Extend the Kalahari camp passage by writing what comes after its final sentence.

> [Reading passage]:

■ ■ ■ ■ ■

Cry of the Kalahari
Page 28
Late that afternoon we sat on the riverbed near camp, watching the orange sun turn silvery grass-heads into a sea of fire before it slipped below West Dune. Soon after, the valley echoed with the mournful cries of Captain, Sundance, Skinny Tail, Gimpy, and other jackals, their calls a lullaby to the lonely beauty of the Kalahari going quietly to sleep around us. The color drained from the sky, and the silhouette of West Dune quickly faded in the dusk. The click-click-click—like marbles striking together—of barking gekkos and the plaintive scoldings of plovers announced the coming of night. Finally, as the rush of cool air drained off the dunes, we headed back to camp.
Mox had built a fire and laid out antelope steaks for us before going to his camp. “Go siami, Ra,” he called softly, meaning that he was finished for the day and was wishing us goodnight. The soft scuffle of his boots on the clay path to his camp sounded friendly, comfortable, at home. I was glad he was with us.
We weren’t ready to eat, and for a long while just sat silently staring into the leaping fire. When the flames had died down a bit we could see beyond, and lying on the chips next to the woodpile a few feet away, were Muffin and Moffet. Sometime earlier they had joined us, and now they watched and listened as we quietly talked. We had to remind ourselves that they were wild lions. What we felt at such times could not be expressed with any one of the usual emotional terms. It was an amalgam, really, of several emotions: excitement, gratitude, warmth, companionship.

■ ■ ■ ■ ■

> [Entries shown]:
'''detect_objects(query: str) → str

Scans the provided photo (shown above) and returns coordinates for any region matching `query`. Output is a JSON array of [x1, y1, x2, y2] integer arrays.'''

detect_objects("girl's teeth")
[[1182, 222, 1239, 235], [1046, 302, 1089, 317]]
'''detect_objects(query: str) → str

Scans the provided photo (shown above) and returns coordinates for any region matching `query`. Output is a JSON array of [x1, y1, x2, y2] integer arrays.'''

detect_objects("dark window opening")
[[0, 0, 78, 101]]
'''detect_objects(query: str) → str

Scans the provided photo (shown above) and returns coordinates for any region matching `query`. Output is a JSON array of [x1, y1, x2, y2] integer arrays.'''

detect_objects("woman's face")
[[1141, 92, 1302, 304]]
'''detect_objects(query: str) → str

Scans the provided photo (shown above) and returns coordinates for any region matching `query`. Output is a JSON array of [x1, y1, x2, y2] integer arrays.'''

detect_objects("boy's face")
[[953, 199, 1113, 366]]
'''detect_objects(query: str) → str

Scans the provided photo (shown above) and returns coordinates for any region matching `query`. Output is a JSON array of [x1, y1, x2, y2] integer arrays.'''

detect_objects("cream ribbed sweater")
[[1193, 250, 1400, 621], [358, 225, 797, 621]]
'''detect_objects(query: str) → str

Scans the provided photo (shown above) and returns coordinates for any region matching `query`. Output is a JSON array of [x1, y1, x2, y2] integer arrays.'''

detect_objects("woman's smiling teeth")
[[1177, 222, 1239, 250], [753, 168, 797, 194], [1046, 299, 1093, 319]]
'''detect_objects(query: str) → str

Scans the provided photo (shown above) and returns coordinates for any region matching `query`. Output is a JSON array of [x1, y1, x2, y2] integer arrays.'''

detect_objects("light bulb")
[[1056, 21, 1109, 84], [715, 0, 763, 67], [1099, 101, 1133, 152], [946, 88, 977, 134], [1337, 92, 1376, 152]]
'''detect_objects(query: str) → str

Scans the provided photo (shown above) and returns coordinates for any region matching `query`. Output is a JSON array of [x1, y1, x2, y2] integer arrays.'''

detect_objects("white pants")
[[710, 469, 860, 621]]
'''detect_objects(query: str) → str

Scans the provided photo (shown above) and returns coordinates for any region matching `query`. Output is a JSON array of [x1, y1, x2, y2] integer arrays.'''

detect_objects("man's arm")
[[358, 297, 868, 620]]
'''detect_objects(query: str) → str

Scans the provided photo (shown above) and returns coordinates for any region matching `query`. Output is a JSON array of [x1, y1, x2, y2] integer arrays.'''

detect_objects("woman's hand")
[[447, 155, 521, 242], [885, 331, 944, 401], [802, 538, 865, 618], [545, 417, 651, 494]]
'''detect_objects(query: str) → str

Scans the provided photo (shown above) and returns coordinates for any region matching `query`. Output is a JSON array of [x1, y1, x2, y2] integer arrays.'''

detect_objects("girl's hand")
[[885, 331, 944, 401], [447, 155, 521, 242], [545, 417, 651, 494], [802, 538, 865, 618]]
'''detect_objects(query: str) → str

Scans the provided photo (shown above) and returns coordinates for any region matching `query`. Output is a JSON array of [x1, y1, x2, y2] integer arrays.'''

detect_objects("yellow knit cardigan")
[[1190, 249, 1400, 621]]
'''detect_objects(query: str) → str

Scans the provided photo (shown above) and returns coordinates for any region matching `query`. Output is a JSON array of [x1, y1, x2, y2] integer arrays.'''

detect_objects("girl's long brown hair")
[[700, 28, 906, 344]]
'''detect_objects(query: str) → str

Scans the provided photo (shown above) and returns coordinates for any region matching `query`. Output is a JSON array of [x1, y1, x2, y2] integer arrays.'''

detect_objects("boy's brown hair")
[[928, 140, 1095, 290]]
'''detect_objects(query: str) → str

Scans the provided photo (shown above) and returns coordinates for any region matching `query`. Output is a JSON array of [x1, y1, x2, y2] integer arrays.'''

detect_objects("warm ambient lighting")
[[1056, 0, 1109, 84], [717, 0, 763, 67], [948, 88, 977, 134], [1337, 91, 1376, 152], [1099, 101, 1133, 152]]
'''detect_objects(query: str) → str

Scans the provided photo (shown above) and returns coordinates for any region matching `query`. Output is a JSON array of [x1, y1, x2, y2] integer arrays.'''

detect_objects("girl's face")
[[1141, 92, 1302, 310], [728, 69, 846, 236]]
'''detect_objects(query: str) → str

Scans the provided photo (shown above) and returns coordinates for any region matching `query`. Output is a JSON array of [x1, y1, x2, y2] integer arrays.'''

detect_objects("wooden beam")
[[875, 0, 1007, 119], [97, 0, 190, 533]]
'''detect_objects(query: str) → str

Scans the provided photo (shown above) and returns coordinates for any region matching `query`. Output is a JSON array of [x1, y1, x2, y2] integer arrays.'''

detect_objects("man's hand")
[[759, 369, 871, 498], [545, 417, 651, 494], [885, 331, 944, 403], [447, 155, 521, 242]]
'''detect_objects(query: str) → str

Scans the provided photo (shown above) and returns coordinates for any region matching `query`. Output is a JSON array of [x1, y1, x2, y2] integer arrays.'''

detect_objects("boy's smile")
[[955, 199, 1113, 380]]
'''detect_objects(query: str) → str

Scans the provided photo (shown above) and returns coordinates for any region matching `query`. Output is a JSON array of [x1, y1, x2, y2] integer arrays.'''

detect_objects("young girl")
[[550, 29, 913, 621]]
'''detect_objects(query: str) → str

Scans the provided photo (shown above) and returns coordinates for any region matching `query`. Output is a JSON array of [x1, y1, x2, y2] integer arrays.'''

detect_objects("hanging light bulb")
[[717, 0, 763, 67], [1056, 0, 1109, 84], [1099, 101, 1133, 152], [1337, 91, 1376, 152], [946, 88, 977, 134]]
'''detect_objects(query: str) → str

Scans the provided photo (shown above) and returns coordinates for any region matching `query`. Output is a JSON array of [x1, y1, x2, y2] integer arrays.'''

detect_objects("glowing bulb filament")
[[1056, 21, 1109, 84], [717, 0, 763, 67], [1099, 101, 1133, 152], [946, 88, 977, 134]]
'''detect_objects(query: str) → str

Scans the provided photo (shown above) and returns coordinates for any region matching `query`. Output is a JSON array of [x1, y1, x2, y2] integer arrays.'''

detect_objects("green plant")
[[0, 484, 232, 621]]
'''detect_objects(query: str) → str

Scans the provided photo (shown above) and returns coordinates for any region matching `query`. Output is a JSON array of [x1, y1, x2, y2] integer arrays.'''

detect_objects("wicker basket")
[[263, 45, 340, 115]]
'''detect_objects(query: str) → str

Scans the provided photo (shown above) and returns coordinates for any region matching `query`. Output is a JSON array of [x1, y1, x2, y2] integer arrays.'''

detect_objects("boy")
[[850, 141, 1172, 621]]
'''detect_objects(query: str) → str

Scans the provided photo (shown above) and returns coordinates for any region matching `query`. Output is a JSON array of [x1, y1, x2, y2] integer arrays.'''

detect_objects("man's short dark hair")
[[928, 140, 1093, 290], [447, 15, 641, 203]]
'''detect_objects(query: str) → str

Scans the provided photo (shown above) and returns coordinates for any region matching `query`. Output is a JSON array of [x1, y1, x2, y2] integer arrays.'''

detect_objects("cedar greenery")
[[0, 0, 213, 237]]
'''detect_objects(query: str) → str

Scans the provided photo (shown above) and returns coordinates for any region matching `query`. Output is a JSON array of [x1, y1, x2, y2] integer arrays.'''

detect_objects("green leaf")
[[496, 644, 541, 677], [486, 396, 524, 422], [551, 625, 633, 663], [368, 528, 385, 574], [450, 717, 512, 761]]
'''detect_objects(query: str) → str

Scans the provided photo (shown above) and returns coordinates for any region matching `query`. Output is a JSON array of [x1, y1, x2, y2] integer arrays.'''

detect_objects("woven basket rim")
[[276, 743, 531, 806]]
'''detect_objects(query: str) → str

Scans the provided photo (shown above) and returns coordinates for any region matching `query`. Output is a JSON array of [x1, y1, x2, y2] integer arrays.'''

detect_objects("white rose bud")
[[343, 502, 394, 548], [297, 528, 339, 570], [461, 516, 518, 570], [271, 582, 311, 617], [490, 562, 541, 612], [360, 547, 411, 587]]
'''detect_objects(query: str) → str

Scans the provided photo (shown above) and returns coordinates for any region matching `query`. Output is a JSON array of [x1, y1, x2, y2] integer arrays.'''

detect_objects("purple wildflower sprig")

■ ■ ■ ■ ■

> [Result for this exercise]:
Later they stood up and stretched, and then walked to one of the same trees that Bones had so often scent-marked. No more than ten feet from us, they turned, raised their tails, and jetted scent into its branches. Carrying flashlights, we followed them as they ambled into the kitchen. They seemed as big as horses, standing in the three-sided reed boma. Muff cocked his head and put his muzzle on the table, and I could have put my hand on his head as his fleshy tongue lapped up the meat Mox had put out for supper.
Meanwhile, Moff was smelling the shelves. When he reached the twenty-five-pound bag of flour, hanging high on a post, he clamped his jaws on it and pulled. The sack ripped open and white flour showered his muzzle and mane. He stepped back, sneezing and shaking and flinging the flour all over the kitchen. Then he grabbed the bag and strutted from camp, leaving a long white trail behind him. Muffin followed him, and after they had pulled the sack to pieces, they lay quietly next to the kitchen, like big mounds of sand in the moonlight. Miming their soft coos, we walked quietly to within six feet of them and sat there, listening to the squeaks and rumbles of their stomachs. Half an hour later they stood up, roared, and then walked north up the valley.
Each morning at sunrise we lifted off into the still, cool air to locate our collared lions and hyenas. I had turned Delia’s seat around so that she sat facing the tail and could use the plane’s food box as a work table. She would tune to the frequency of a lion or hyena, and by listening to its signal in her earphones and switching it back and forth between the two antennas, she would direct me toward the animal. When the signal peaked, we were directly over it. By taking compass bearings on two or three geographical features, we could plot our position on aerial photographs of the Deception research area and have a record of the subject’s exact location for that day.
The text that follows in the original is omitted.